====== SUPPLIED RECORDS ======
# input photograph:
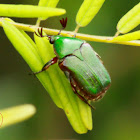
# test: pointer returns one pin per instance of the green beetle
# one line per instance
(88, 77)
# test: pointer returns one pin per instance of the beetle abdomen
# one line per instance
(89, 73)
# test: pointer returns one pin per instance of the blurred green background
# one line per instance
(117, 115)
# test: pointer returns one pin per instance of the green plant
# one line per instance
(36, 53)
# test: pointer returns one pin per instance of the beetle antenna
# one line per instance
(40, 32)
(63, 23)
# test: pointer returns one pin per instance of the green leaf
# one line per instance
(16, 114)
(128, 37)
(130, 20)
(87, 11)
(78, 113)
(29, 11)
(28, 51)
(48, 3)
(54, 80)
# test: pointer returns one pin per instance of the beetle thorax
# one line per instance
(64, 46)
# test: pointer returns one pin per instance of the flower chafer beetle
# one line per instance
(83, 67)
======
◆ **EXERCISE DETAILS**: Rewrite every line of the entries above, requests included, scaling each coordinate in the answers by 2.6 and rounding to the nearest whole number, with halves rounded up. Leave the picture out of your version.

◆ **RESPONSE**:
# input photograph:
# test: pointer returns one pin per instance of the green beetle
# one line per instance
(229, 200)
# test: pointer returns one pin per instance of the beetle abdomen
# one line per instance
(231, 190)
# test: pointer returns one pin per instance of the blurred green background
# one line per instance
(304, 299)
# test: pointer returns one pin per instance of the green plant
# one line per instance
(94, 138)
# test: pointer returns one pin per instance of the beetle antenna
# one line per instance
(104, 83)
(164, 60)
# test: pointer returns one pin per instance of the green leaf
# one line per instance
(42, 296)
(333, 96)
(338, 52)
(226, 29)
(203, 294)
(75, 29)
(73, 133)
(125, 8)
(140, 208)
# test: pointer returns one pin per instance of the beetle thorax
# one line per instance
(166, 120)
# test: pointer returns one pin per instance of the flower chafer beetle
# one line per instance
(216, 174)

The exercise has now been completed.